#### [SELECTION]
I got called into work on sat coz I live the closest. The idiots from Cummins left the generator in test mode after the last service so when an accident took out the power to the whole suburb (try getting off the freeway with no traffic lights) the generator didn't start and fail over.

When I got to work all the server UPS were at 1/3 or less which meant less than 5 minutes power left. The phone UPS was already empty so no calls in or out lol. Why did they wait 20 mins before calling someone? $deity knows.

Upside? We are floating our SMS gateway proposal (this is the 4th time) for offsite notifications and we might be able to get a decent UPS for the phone system instead of the crappy 300VA unit that gives up the ghost in about 8 minutes.

I am so goddam fed up with buck passing here though. The infrastructure manager was called and said that it's an IT problem? WTF? Utilities are not information technology. HTH

 
I need a job with a decent wage.

Monday, June 21, 2004
 
mmm Spent the whole weekend with Francisco again. Saw a moofie, mooched around, slept in etc. That man sure can shop!!

Excerpts of pointing data:

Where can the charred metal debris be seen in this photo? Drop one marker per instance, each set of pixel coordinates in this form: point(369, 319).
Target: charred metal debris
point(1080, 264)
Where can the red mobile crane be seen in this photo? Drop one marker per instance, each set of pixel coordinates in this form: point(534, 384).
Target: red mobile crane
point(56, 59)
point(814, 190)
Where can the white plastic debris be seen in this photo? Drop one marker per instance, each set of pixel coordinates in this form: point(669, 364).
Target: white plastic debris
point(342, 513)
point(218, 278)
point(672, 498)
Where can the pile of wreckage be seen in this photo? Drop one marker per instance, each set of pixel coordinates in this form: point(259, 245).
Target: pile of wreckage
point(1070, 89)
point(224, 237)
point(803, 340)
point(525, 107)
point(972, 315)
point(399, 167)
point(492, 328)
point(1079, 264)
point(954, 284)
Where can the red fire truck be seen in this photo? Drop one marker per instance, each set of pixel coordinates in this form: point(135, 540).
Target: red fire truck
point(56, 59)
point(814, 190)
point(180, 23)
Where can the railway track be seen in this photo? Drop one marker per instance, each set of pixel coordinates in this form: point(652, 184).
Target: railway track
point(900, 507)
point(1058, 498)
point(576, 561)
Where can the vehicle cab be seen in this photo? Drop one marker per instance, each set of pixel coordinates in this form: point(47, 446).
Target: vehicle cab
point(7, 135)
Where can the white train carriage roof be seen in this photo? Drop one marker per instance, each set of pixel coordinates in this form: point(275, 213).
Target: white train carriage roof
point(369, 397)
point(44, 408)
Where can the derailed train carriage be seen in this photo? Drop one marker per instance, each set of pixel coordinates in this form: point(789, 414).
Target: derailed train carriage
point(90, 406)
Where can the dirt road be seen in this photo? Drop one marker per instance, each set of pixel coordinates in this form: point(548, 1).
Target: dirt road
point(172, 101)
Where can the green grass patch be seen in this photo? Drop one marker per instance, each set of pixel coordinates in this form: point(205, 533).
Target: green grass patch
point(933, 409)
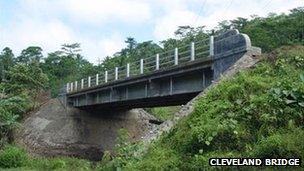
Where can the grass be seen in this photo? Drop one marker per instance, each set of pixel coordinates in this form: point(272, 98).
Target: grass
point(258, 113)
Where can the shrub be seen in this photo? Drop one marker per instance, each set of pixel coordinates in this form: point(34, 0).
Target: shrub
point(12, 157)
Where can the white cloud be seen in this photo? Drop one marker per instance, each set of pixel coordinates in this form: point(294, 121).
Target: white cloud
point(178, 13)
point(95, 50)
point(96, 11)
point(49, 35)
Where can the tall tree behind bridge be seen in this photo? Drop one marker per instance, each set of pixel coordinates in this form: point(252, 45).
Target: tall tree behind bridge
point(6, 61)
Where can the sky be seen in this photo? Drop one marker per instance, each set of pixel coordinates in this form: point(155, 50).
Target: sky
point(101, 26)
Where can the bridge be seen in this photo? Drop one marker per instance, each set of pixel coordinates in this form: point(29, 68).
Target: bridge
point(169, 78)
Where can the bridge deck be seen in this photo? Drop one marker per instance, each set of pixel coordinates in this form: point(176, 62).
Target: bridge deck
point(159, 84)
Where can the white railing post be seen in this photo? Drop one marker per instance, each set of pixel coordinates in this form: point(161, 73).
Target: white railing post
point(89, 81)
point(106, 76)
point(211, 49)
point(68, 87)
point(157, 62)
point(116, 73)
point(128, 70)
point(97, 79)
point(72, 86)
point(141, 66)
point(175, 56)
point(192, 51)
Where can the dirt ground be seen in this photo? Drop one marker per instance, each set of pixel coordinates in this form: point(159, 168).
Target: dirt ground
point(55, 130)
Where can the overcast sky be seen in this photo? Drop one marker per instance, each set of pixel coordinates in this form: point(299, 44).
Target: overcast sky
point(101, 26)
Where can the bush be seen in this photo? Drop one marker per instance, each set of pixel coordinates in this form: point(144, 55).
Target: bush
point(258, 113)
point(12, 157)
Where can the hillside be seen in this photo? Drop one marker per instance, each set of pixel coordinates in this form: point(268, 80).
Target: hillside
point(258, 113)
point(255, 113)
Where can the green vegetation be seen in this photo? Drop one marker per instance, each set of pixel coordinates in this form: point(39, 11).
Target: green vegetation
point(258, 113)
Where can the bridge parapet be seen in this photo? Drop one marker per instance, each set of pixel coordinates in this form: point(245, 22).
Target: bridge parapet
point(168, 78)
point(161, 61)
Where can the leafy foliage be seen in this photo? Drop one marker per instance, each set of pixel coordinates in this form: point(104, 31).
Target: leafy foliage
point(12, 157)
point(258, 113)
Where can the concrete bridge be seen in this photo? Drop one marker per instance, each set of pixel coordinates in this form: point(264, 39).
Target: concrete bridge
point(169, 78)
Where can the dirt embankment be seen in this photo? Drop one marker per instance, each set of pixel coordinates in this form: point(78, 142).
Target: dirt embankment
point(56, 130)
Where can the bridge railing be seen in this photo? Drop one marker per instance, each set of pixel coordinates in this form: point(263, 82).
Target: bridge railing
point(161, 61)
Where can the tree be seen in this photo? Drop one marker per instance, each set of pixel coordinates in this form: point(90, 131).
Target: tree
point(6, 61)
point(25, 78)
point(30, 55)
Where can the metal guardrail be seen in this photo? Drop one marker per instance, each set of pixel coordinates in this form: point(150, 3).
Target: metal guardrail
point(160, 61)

* * *

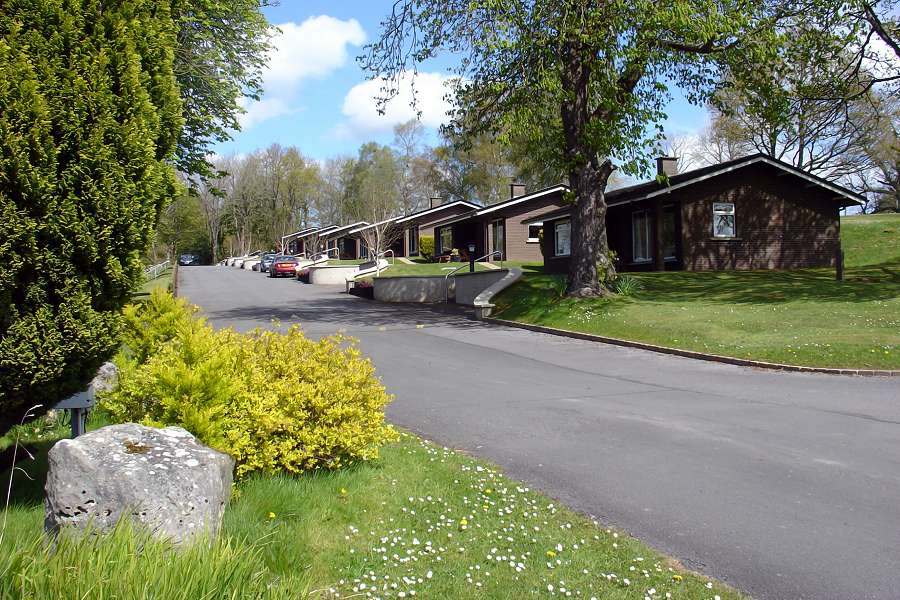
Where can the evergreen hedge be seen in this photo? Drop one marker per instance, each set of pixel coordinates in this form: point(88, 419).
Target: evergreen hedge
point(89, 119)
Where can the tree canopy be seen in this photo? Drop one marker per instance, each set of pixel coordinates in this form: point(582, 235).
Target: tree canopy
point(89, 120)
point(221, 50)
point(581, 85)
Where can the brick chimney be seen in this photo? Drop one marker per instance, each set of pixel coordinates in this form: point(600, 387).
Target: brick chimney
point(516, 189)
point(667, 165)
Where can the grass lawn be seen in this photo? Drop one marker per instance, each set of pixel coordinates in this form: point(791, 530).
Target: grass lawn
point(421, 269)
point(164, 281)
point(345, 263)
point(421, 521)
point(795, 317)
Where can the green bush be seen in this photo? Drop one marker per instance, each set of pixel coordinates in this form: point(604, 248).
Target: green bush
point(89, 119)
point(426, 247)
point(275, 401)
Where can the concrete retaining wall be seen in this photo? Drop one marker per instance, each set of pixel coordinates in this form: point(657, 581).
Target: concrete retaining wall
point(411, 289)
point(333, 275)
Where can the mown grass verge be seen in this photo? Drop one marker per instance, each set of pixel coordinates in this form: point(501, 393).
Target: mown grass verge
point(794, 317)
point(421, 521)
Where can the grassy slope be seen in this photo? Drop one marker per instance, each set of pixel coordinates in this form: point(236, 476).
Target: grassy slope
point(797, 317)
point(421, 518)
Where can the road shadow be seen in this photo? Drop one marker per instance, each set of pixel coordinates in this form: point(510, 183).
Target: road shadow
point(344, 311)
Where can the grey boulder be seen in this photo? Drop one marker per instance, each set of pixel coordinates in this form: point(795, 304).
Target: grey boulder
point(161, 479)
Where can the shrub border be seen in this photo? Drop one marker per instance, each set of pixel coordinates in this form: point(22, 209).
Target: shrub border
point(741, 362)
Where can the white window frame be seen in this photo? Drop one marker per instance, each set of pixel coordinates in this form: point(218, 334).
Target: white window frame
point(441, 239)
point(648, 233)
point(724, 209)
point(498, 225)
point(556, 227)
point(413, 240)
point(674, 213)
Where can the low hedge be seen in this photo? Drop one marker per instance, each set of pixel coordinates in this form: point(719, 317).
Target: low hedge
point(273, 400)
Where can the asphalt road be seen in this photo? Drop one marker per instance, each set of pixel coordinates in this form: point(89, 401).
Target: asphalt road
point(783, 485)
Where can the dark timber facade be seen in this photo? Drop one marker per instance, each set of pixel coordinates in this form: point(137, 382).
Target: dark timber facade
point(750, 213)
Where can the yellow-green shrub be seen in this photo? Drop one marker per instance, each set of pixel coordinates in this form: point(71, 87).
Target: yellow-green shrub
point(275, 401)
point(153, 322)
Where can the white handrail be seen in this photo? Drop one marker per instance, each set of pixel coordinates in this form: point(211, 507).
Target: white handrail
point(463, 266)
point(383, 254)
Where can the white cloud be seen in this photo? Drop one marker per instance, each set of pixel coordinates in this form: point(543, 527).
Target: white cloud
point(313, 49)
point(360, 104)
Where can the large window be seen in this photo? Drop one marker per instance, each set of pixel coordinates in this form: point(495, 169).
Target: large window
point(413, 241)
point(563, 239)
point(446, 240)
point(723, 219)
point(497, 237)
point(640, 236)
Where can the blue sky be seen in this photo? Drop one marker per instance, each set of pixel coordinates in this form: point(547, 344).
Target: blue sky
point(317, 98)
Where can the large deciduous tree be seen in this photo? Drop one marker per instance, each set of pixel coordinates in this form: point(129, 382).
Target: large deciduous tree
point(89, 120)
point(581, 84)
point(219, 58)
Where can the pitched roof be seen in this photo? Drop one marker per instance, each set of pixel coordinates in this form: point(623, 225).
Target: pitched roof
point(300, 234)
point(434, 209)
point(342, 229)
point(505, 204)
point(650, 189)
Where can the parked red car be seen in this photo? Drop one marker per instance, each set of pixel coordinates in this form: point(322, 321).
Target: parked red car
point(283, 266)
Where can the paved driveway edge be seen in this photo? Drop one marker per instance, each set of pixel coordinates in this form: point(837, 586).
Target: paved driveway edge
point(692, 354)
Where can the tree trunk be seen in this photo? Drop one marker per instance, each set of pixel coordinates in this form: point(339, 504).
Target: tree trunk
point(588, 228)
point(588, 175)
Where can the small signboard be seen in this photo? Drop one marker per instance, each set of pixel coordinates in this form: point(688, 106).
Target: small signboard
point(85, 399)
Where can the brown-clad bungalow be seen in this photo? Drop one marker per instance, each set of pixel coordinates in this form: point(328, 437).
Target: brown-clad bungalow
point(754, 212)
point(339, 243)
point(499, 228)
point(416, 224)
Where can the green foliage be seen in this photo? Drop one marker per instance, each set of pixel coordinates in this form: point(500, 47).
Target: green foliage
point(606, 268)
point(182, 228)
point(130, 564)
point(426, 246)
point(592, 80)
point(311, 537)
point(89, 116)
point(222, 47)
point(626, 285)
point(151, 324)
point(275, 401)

#### [GIVEN REQUEST]
Reproduce the passage of the blog post from "When I got to" to "sure can shop!!", word for word.

#### [RESPONSE TO THE TASK]
When I got to work all the server UPS were at 1/3 or less which meant less than 5 minutes power left. The phone UPS was already empty so no calls in or out lol. Why did they wait 20 mins before calling someone? $deity knows.

Upside? We are floating our SMS gateway proposal (this is the 4th time) for offsite notifications and we might be able to get a decent UPS for the phone system instead of the crappy 300VA unit that gives up the ghost in about 8 minutes.

I am so goddam fed up with buck passing here though. The infrastructure manager was called and said that it's an IT problem? WTF? Utilities are not information technology. HTH

 
I need a job with a decent wage.

Monday, June 21, 2004
 
mmm Spent the whole weekend with Francisco again. Saw a moofie, mooched around, slept in etc. That man sure can shop!!